WHAT YOU WILL DO:
1. In the article on the President's economic report, write out the passage starting with "Doctor's Report" and going on through "go into industry.", swapping in "tonics" for "vitamins".
2. In the article on the President's economic report, to what level would steel capacity have to be raised?

EXCERPTED PASSAGE:
┌──
Monday, Jan. 22, 1951

Doctor's Report

Along with his budget message, the President reported last week on the nation's economic health. It was a long-winded document of 11,000 words which dealt with the subject in the gingerly manner of a doctor looking over a temperamental patient. How well was the U.S. fitted to endure the rigors of mobilization?

The President and his economic advisers* prescribed some vitamins, some exercise and a plainer diet. Steel capacity would have to be raised from 103 million to about 120 million ingot tons, electric power capacity from 67 to 87 million kilowatts. Besides adding another million men & women to the armed forces within a few months, the U.S. needed "probably not less than four million more in defense production by the end of the year." More women and oldsters would have to go into industry.

Some Jargon, Some Quackery. There would be sacrifices for all to bear. The defense program might absorb up to a third of such basic commodities as copper, aluminum and rubber. Workers would have to "accept restraints and controls upon wages," forgo strikes. Families would have to make "their household goods last longer, their automobiles and appliances, their linen and clothes." Everyone would have to pay higher taxes (see above).

Unfortunately, most of the specific recommendations were buried in generalities and bureaucrat's jargon, and some were the products of political quackery. For some of the country's most vexatious twinges, the report had no specific remedy. What to do about the threat of galloping inflation? Said the doctor vaguely: "We must use direct controls, as well as the tax and credit measures."

What to do about farm and food prices, now riding up & up and taken out of the reach of price controls by act of Congress? The doctor prescribed a poultice. Said he: we must "control speculative trading." The report was also filled with good advice which no one needed so badly as the doctor himself. Sample: "All of us must plan . . . Government must assume leadership."
└──
Collected data
┌──
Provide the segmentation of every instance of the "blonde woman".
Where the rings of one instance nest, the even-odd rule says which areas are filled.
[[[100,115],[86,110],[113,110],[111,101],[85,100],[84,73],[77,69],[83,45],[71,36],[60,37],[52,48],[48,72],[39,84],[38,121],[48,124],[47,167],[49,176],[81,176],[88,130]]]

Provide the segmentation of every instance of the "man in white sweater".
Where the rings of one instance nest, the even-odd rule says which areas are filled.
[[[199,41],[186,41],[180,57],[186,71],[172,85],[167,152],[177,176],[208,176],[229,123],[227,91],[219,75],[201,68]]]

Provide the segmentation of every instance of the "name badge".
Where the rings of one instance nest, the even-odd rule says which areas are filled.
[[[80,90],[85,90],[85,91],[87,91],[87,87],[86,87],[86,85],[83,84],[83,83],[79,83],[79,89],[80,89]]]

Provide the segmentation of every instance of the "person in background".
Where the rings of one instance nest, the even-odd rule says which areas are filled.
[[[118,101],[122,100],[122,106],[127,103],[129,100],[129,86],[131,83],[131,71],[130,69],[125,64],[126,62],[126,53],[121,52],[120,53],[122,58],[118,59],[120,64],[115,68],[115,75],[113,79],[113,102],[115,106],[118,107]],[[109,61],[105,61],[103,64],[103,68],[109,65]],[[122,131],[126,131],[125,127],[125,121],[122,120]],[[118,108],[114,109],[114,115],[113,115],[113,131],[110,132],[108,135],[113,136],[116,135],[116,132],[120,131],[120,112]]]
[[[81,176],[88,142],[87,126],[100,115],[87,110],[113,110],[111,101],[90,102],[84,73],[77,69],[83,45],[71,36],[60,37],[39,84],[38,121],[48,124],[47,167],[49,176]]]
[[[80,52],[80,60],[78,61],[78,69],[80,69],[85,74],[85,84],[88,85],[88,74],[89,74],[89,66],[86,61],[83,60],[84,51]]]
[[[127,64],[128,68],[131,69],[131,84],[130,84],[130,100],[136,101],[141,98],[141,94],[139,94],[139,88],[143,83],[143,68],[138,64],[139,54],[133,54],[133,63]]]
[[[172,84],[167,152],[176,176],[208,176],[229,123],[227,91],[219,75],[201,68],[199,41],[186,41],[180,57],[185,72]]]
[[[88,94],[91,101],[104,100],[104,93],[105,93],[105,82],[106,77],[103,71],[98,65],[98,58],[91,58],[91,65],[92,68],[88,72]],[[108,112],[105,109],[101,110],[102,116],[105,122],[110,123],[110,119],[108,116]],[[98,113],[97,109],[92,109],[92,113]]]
└──
OUTPUTS IN ORDER:
1.
Doctor's Report

Along with his budget message, the President reported last week on the nation's economic health. It was a long-winded document of 11,000 words which dealt with the subject in the gingerly manner of a doctor looking over a temperamental patient. How well was the U.S. fitted to endure the rigors of mobilization?

The President and his economic advisers* prescribed some tonics, some exercise and a plainer diet. Steel capacity would have to be raised from 103 million to about 120 million ingot tons, electric power capacity from 67 to 87 million kilowatts. Besides adding another million men & women to the armed forces within a few months, the U.S. needed "probably not less than four million more in defense production by the end of the year." More women and oldsters would have to go into industry.

2. About 120 million ingot tons, up from 103 million.